**STATED PROBLEM:**
Copy the rows below without any change, starting with the line that contains "of the white" and going on through the line that contains "Target: white metal gate", with both of those lines included.

--- start DATASET ROWS ---

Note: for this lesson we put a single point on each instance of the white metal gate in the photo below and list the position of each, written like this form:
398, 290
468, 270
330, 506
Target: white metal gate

--- end DATASET ROWS ---
--- start DATASET ROWS ---

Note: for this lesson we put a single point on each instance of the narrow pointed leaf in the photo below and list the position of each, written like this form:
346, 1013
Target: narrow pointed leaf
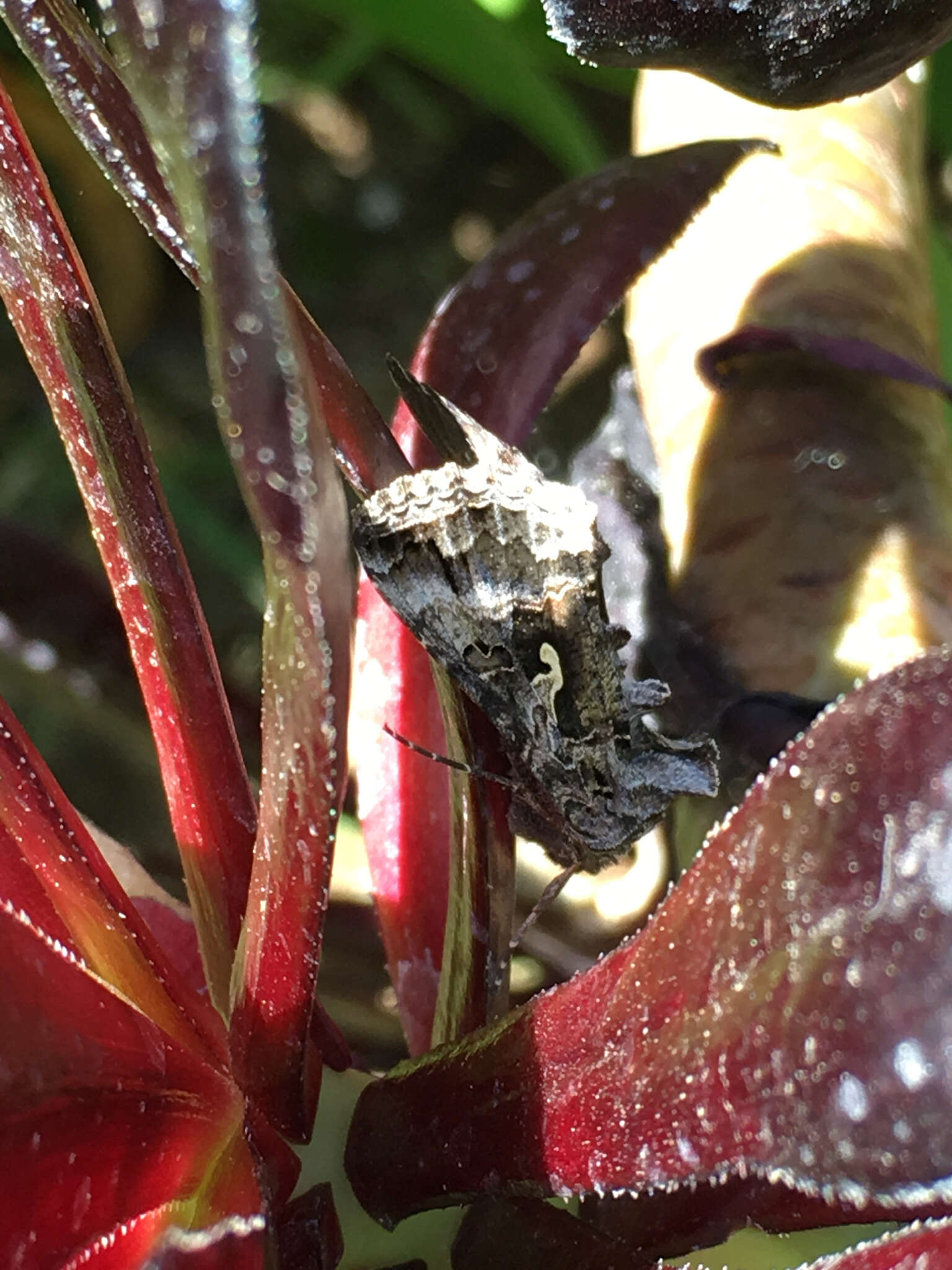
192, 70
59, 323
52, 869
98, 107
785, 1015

--- end DATASET ROWS ---

**EXERCISE RESPONSE:**
Note: for this lesson we put a single point on each instance of the white metal gate in the photo below and list the position of each, written like this form:
398, 290
468, 270
330, 506
Target: white metal gate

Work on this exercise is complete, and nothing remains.